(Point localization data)
══════════════════════════════

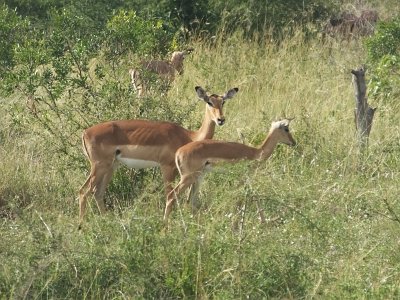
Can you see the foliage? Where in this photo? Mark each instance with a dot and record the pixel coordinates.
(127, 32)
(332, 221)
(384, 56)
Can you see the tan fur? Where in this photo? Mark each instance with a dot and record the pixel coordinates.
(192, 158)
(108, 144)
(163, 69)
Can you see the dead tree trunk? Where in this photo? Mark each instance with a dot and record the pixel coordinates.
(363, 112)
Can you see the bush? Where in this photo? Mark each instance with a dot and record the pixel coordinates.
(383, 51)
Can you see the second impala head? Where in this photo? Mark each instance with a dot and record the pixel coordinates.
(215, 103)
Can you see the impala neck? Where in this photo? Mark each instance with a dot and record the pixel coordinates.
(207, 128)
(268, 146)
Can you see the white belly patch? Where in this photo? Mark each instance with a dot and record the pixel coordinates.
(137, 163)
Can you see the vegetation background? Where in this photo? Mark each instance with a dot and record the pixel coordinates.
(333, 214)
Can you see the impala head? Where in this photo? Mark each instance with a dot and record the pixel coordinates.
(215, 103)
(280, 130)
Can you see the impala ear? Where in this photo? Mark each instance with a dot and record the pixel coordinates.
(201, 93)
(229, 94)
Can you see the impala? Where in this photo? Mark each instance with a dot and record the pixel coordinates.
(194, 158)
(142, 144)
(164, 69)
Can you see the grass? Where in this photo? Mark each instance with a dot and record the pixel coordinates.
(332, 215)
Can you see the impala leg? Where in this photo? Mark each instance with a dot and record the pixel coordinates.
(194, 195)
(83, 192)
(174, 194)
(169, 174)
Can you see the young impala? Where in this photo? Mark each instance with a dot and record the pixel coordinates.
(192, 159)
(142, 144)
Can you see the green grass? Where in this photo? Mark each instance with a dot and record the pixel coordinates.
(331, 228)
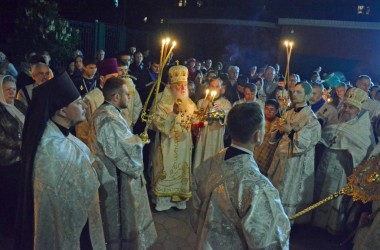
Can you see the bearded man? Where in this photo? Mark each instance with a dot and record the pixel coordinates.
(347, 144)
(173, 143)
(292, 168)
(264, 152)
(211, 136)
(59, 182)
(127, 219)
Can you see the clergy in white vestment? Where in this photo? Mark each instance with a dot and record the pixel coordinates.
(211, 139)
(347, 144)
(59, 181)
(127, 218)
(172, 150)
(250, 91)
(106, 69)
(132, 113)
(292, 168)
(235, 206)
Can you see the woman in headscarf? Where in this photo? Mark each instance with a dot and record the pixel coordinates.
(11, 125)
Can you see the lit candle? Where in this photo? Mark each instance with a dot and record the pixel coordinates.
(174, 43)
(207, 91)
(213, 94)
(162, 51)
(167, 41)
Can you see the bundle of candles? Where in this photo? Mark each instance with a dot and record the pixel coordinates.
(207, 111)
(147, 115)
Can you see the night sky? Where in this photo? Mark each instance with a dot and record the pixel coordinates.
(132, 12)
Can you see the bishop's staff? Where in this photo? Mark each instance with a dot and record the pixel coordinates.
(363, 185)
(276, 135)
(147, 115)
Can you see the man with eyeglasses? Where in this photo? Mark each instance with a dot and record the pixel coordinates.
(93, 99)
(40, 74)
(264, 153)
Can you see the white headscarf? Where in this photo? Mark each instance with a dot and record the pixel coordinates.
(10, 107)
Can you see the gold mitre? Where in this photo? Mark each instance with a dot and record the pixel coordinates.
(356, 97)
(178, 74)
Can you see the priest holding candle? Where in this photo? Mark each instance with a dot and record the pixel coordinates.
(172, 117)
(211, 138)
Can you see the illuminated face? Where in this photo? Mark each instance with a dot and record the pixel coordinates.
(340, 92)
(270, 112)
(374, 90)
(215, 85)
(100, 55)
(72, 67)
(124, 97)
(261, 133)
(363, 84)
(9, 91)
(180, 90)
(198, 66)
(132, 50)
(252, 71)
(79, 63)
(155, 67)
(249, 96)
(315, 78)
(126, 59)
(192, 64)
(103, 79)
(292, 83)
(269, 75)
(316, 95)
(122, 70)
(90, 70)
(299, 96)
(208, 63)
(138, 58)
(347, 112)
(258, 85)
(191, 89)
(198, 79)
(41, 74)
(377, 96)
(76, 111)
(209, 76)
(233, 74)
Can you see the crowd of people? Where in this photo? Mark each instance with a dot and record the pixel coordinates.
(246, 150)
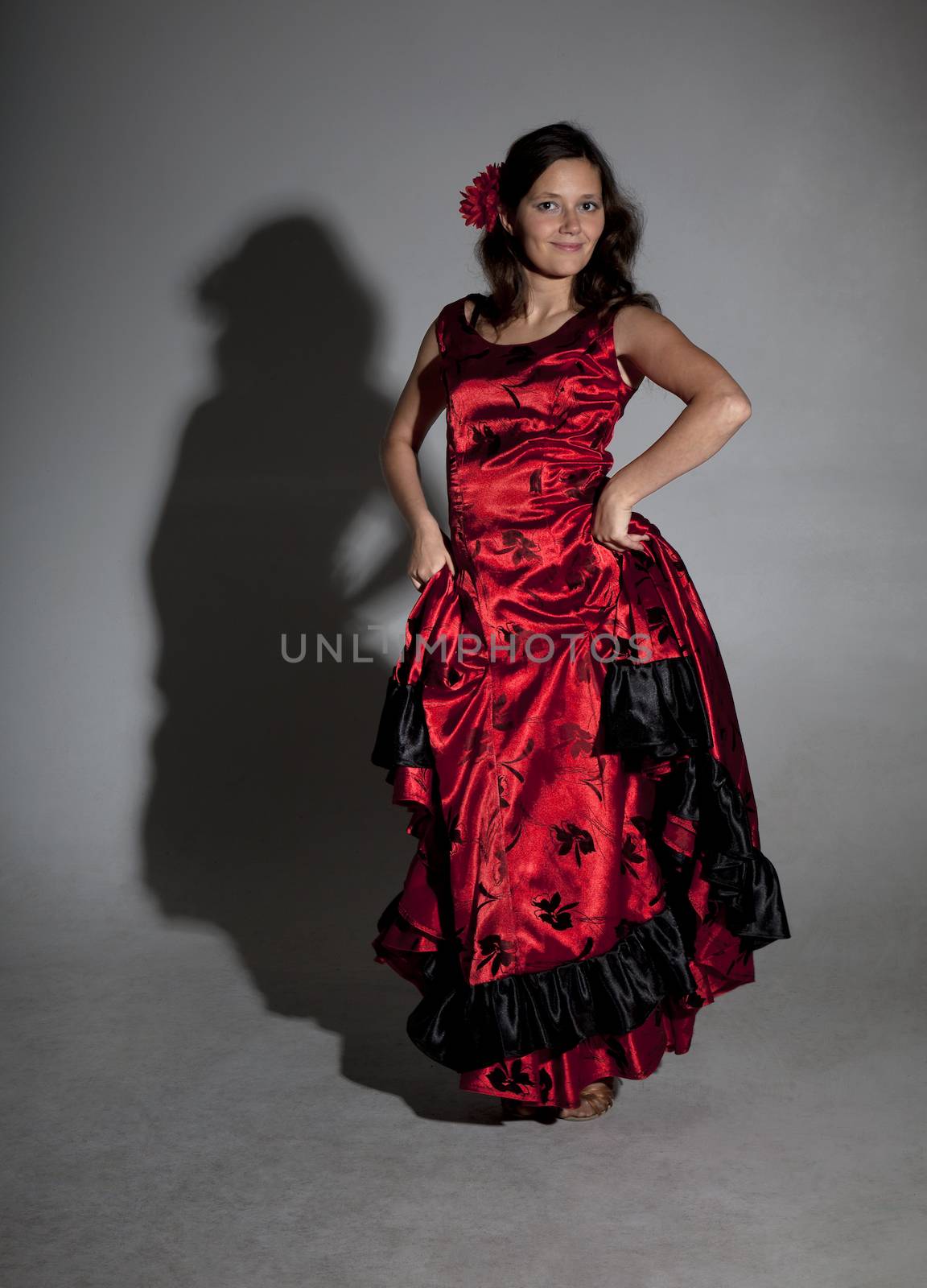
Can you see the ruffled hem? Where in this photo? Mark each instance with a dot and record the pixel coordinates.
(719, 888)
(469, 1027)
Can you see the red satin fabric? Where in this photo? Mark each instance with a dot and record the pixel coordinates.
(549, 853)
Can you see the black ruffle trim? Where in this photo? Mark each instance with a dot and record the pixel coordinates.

══════════════════════════════

> TASK
Without the pictures, return the records above exactly as given.

> ANSWER
Can you see the foliage? Where in this photo? Mark each instance with a dot and record the pixel coordinates.
(127, 32)
(332, 221)
(384, 56)
Can you see the tan fur? Where in this photo? Mark each instance with a dot and record the pixel coordinates.
(192, 158)
(108, 144)
(163, 69)
Can you see the dead tree trunk? Where in this photo? Mark each instance with a dot and record the pixel coordinates.
(363, 112)
Can you see the bush? Where in this photo? Mark each instance with a dot and record the pixel coordinates.
(383, 51)
Can you see the second impala head? Where in this photo? Mark each instance with a dot and record the pixel coordinates.
(215, 103)
Can you see the impala neck? Where in this photo? Mark each instance with a dot and record the pixel coordinates.
(207, 128)
(268, 146)
Can you see the white belly patch? Where in this photo? Mark each instance with a dot and record the pixel coordinates.
(137, 163)
Can you see the vegetation background? Where in this photo? Mark each instance with a dot and record the pixel coordinates.
(333, 214)
Can you see the impala head? Where in this photo? Mark each instance with a dot and record the pixel coordinates.
(215, 103)
(280, 130)
Can you see the impala ear? Where in this photo? Mark each instance with a dot and record the pixel coordinates.
(201, 93)
(229, 94)
Can you see the impala? Where in this photo? Mark each instance with a dot and record the pixel coordinates.
(194, 158)
(142, 144)
(164, 69)
Can you see the grass? Where in this photo? Mark each instance with a dot and record the pixel coordinates.
(332, 215)
Can you see the impala leg? Where in this photo? Mark each instance with a dot and record the pixel coordinates.
(194, 195)
(83, 192)
(174, 194)
(169, 174)
Can you see the young impala? Where in this photo? Mark each instance with a dot and record the pixel coordinates.
(192, 159)
(142, 144)
Can you see the green grass? Where in this photo? Mark each instance with a dot and record the pixel coordinates.
(331, 228)
Can you see the bearded man? Where in this photo? Mark each instance with a dot and record the pixel coordinates.
(347, 144)
(173, 143)
(292, 168)
(264, 152)
(211, 136)
(59, 182)
(127, 219)
Can you see the clergy in white vestment? Where in this photo? Mark each instance with a dot and record the pixel coordinates.
(211, 139)
(347, 144)
(59, 181)
(127, 218)
(172, 150)
(250, 91)
(106, 69)
(132, 113)
(292, 168)
(235, 206)
Can you see the woman in headscarf? Where in this photo? Mark each instance with a dot and record the pixel coordinates.
(11, 125)
Can you see the lit candle? Where in this photo? Mark each instance with a dot and record the pixel coordinates.
(174, 43)
(207, 91)
(213, 94)
(162, 51)
(167, 41)
Can you see the bundle of candles? Where in this photo? Mark each instance with a dot and record the pixel coordinates.
(207, 111)
(147, 115)
Can you see the night sky? Where in this photo? Mark each instance with a dot and record the pixel coordinates.
(132, 12)
Can you see the bishop's staff? Where in this photo? Mark each instance with a dot and record the pixel coordinates.
(363, 185)
(276, 135)
(147, 115)
Can you see the man with eyeglasses? Where in this photo? Mark each instance with a dot and record the pixel coordinates.
(93, 99)
(40, 74)
(264, 153)
Can you see the white headscarf? Where in this photo? Mark each instance with a dot and record the pixel coordinates.
(10, 107)
Can you see the gold mitre? Where in this photo? Mark each instance with a dot and record the pixel coordinates.
(356, 97)
(178, 74)
Can you see the priest holding candle? Where in this photo? Mark each instance with a dot and record the pixel coordinates.
(172, 117)
(211, 138)
Can you see the illuminated face? Where in this photo? Mark each instance with a dot and record the pixel coordinates.
(340, 92)
(270, 112)
(374, 90)
(215, 85)
(100, 55)
(72, 67)
(124, 97)
(261, 133)
(363, 84)
(9, 91)
(180, 90)
(198, 66)
(132, 50)
(252, 71)
(79, 63)
(155, 67)
(249, 96)
(315, 78)
(126, 59)
(192, 64)
(103, 79)
(292, 83)
(269, 75)
(316, 95)
(122, 70)
(90, 70)
(299, 96)
(208, 63)
(138, 58)
(347, 112)
(258, 85)
(191, 89)
(198, 79)
(41, 74)
(377, 96)
(76, 111)
(209, 76)
(233, 74)
Can you see the crowd of people? Where in this photo? Mark each instance with a dot and record the pixel coordinates.
(246, 150)
Can you see the ruffled hem? Where in this photo? Mark each instance with a dot and record the pixel coordinates.
(719, 888)
(469, 1027)
Can you see the red satin fabric? Where in this photo? Mark each instance with a dot and record the pixel coordinates.
(549, 853)
Can you see the black ruffle trim? Where in this photo? Mark each instance with a dot and record the pixel coordinates.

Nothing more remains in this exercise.